▶ CONSIGNA 1
Explica en una a tres oraciones por qué, según el artículo sobre el alma del artista, quien alimenta su alma con belleza tendrá un alma bella.
▶ CONSIGNA 2
Resume en dos oraciones el artículo sobre Beatriz Zamora y el alma del artista.
▶ CONSIGNA 3
Retoma el texto sobre Beatriz Zamora y el alma del artista justo después de su última oración.

▶ ARTÍCULO
Una Epifanía. Por Eduardo Rubio.


Beatriz Zamora: Una Epifanía Compartida.

Solo cuando hay honestidad profunda la vida y la obra de un artista se funden en una sola cosa, se vuelven indivisibles.
Antes de abordar con mayor profundidad el tema de Beatriz, quiero hacer una reflexión respecto a un tema que para mí es de suma importancia: el alma del artista. Todos los que hemos tenido la fortuna de estar cerca del universo del arte y los artistas, sabemos que son seres especiales por muy diversos motivos. Algunos tienen una sensibilidad exacerbada, otros tienen talentos especiales para ejecutar algún instrumento o para dibujar las formas de los objetos, otros tienen la capacidad para unir conceptos y con ello elaborar un discurso sorprendente. Los grandes artistas, los buenos artistas, son seres que han cultivado su alma con gran cuidado y esmero. Cuidar el alma es algo mucho más serio de lo que nos imaginamos: significa alimentarla con lo mejor que esté al alcance: grandes lecturas no solo en el campo de la literatura sino de la filosofía, la historia, la historia de la cultura, la ciencia, etc.; encuentros con gente similar a ellos con quienes se intercambien conceptos y se nutran sus almas de estas conversaciones; alimentar el alma con música, con poesía, con cine, en ocasiones con religiosidad, con misticismo. Uno se vuelve consustancial con su alimento. Si uno alimenta su alma con belleza sin lugar a dudas su alma será bella.

▶ DATOS PROPORCIONADOS
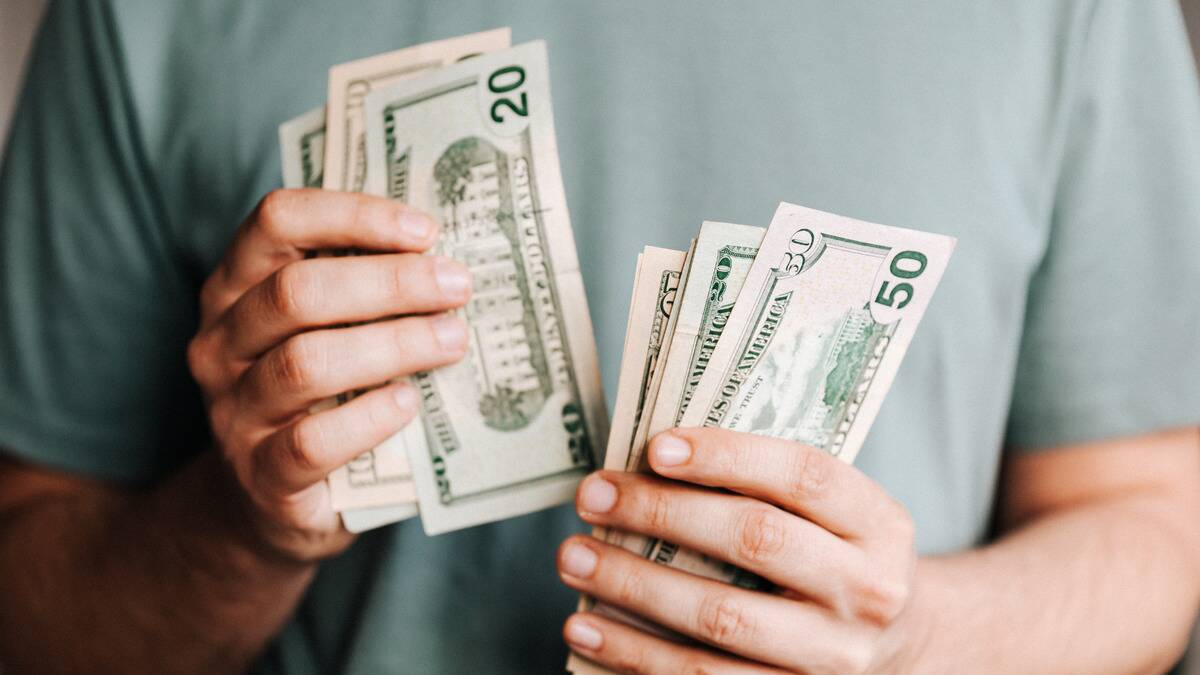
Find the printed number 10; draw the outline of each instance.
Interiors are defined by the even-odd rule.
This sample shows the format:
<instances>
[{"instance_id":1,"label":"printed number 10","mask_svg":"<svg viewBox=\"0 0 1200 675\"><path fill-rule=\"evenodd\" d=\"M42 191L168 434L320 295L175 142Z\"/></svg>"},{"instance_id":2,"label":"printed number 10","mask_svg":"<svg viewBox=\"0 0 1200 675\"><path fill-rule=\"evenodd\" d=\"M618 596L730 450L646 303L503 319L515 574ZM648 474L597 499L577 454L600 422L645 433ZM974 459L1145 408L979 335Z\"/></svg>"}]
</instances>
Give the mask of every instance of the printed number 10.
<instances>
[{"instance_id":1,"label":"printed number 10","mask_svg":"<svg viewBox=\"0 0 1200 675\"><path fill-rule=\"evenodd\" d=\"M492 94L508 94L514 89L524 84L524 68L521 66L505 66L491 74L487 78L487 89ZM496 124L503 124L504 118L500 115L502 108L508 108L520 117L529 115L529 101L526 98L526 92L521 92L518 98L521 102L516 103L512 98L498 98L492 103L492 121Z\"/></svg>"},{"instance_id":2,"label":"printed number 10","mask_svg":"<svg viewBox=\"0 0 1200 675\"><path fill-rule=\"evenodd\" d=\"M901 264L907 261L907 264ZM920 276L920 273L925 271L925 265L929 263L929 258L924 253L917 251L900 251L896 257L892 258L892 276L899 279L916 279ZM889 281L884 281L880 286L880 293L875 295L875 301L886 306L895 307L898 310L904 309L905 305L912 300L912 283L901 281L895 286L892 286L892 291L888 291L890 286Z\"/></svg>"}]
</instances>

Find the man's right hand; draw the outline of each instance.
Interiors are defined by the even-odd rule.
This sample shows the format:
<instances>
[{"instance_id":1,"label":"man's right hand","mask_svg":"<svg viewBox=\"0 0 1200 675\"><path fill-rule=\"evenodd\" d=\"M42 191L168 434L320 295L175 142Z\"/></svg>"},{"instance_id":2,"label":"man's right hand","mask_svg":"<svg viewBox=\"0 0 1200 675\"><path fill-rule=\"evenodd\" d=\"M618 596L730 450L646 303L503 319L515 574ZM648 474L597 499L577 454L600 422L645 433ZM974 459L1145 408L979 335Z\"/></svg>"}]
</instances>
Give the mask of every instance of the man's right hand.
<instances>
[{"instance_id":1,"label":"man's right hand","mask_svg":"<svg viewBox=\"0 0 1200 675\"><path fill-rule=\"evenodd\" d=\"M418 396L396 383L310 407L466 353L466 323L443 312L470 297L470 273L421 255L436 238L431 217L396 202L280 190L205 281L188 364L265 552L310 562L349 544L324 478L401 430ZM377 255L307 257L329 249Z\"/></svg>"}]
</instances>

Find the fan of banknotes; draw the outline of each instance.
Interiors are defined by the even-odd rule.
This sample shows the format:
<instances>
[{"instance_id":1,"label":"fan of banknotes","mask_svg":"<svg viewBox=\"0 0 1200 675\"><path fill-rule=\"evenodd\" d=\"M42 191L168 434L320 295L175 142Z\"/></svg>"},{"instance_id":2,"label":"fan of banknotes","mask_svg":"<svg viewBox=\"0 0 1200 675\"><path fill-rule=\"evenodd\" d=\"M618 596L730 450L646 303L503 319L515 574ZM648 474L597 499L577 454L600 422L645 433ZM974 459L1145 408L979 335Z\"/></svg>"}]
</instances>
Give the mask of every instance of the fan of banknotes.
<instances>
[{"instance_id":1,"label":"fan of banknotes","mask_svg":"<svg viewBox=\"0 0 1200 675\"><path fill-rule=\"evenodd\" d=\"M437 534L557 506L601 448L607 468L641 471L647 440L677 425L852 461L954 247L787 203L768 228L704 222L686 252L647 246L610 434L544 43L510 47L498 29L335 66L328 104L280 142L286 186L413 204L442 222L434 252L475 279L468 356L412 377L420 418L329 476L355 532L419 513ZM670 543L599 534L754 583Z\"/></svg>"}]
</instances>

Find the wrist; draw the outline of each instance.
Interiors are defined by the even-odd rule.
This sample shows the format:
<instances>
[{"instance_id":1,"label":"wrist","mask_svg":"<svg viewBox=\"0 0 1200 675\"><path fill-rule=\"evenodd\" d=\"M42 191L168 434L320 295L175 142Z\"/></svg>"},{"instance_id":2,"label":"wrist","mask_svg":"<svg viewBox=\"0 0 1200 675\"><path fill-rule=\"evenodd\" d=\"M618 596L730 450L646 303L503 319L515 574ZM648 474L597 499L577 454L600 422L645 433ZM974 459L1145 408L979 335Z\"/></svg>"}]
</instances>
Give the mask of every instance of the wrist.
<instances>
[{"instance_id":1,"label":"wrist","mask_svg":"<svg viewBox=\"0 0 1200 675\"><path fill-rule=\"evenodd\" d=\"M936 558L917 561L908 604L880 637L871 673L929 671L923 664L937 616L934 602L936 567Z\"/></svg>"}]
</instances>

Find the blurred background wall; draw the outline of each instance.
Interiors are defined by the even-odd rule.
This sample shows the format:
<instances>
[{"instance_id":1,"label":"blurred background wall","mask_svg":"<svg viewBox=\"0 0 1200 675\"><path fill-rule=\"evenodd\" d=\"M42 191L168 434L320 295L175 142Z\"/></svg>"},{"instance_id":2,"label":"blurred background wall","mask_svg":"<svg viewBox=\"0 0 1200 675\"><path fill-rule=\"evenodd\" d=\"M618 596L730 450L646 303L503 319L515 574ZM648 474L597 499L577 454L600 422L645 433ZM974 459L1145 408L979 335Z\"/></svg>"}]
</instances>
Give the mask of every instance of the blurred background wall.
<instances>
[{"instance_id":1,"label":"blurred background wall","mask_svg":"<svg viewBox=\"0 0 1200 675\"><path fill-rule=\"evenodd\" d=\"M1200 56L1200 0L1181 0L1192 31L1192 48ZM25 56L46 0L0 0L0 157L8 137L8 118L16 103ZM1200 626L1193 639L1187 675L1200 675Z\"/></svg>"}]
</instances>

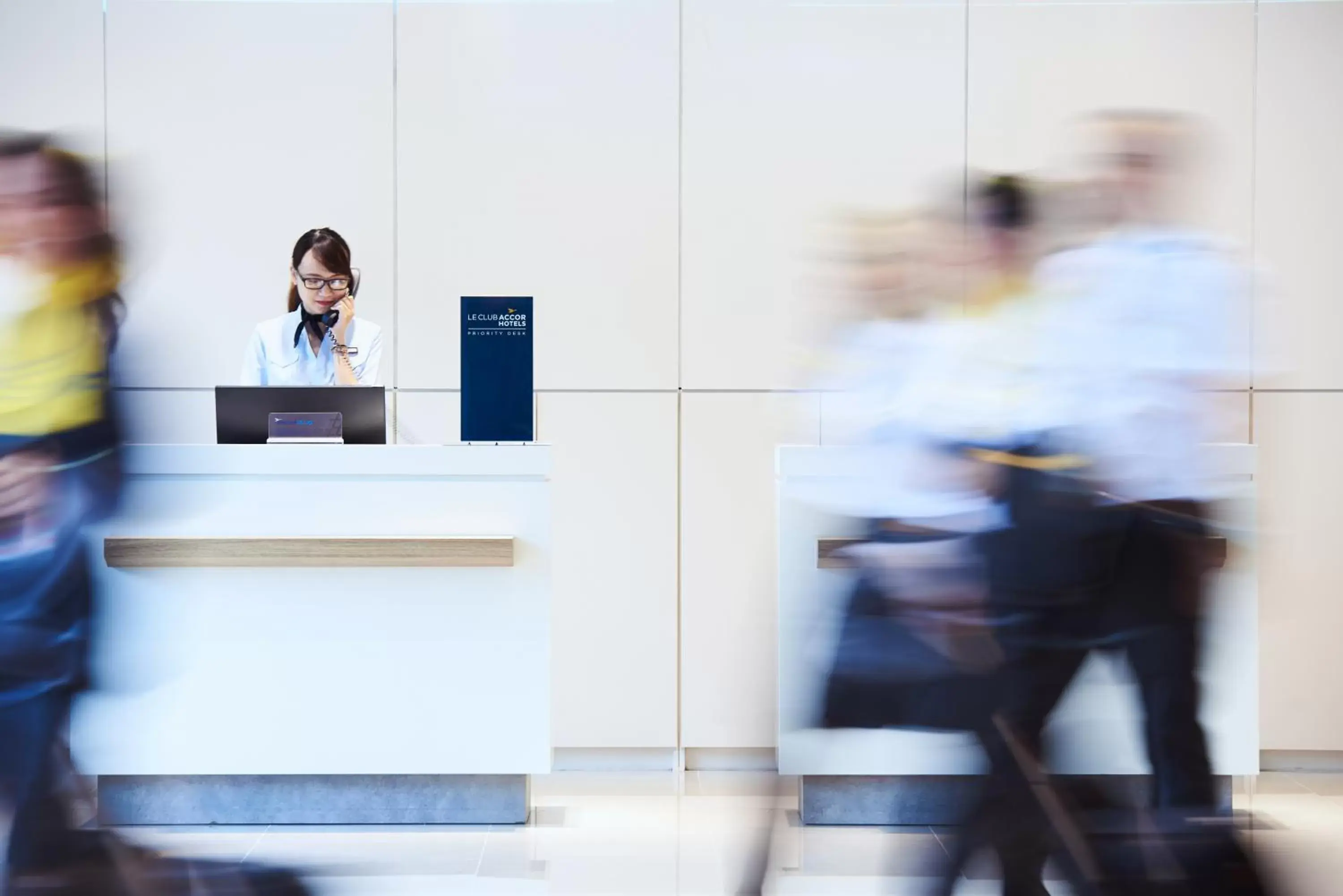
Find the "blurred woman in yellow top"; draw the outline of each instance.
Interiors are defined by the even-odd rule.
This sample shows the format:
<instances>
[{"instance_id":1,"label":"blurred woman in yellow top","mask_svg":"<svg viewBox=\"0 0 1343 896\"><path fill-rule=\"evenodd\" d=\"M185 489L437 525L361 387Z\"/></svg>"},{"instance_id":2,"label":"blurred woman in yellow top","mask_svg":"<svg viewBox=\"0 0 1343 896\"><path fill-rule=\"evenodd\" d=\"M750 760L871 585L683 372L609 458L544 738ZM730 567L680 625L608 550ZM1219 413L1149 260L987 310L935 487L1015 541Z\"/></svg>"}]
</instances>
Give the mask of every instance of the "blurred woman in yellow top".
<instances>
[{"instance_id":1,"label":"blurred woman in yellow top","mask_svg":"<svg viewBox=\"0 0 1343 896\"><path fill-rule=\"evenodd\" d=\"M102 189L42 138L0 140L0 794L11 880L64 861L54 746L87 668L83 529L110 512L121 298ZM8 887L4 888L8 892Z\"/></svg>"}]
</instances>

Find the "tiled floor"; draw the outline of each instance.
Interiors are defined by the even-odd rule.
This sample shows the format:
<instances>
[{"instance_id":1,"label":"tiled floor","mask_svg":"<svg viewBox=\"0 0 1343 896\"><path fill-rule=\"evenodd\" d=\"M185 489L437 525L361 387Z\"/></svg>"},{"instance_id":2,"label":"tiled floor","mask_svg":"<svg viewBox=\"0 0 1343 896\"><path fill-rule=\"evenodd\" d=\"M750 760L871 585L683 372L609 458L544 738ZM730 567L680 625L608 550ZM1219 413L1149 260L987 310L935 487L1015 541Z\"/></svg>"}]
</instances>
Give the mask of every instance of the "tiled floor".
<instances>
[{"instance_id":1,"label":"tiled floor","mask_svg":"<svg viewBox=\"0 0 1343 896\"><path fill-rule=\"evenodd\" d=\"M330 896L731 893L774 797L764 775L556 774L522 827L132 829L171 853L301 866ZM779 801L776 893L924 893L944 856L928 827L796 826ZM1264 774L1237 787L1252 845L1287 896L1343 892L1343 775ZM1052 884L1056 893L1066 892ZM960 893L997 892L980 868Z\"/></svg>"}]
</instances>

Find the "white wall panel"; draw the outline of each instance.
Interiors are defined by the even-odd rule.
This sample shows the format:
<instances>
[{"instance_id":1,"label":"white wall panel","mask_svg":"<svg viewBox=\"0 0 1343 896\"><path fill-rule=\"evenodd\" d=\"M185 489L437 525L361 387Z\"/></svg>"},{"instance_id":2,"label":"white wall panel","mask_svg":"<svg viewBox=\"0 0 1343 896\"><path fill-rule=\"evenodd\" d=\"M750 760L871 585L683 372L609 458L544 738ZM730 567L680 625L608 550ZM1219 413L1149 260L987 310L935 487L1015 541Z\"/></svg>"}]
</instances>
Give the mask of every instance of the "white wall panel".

▶ RESPUESTA DEL EJERCICIO 1
Porque, como afirma el artículo, uno se vuelve consustancial con su alimento. Lo que se le da al alma pasa a formar parte de ella, de modo que un alma nutrida con belleza será bella.

▶ RESPUESTA DEL EJERCICIO 2
Antes de hablar de Beatriz Zamora, el autor reflexiona sobre el alma del artista y sostiene que los grandes artistas la han cultivado con cuidado y esmero. Cuidarla significa alimentarla con lecturas de literatura, filosofía, historia y ciencia, con conversaciones con gente afín y con música, poesía, cine y a veces religiosidad o misticismo, porque uno se vuelve consustancial con su alimento.

▶ RESPUESTA DEL EJERCICIO 3
Antes que ser un artista se es un ser humano y sólo un ser humano excepcional puede producir acciones u obras de arte excepcionales. La obra de arte es un reflejo exacto de quien la realiza. De este modo, la pureza y la profundidad de una obra, habla de la pureza y la profundidad de un alma.
En la vida los seres humanos llevamos a cabo muchas acciones, algunas las decidimos conscientemente y, la mayoría, las realizamos de manera inconsciente. Para evaluar una obra, importa conocer las intenciones del autor. Saber si su obra expresa lo que quiso decir, si hay congruencia en su discurso. En el caso de Beatriz Zamora no cabe la menor duda de que su vida y su obra sean absolutamente congruentes. Ella y su obra son lo mismo, son una sola cosa. Su caso es desde todo punto de vista excepcional. Beatriz es una mujer que desde niña no solo ha sabido escuchar a la naturaleza, sino que ha estado atenta a todo lo que ésta le dice.
Vivió una infancia de grandes claroscuros; algunas veces de felicidad inexpresable y otras de gran dolor, y de todas estas experiencias se quedó solo con lo bueno, lo bello, lo amoroso.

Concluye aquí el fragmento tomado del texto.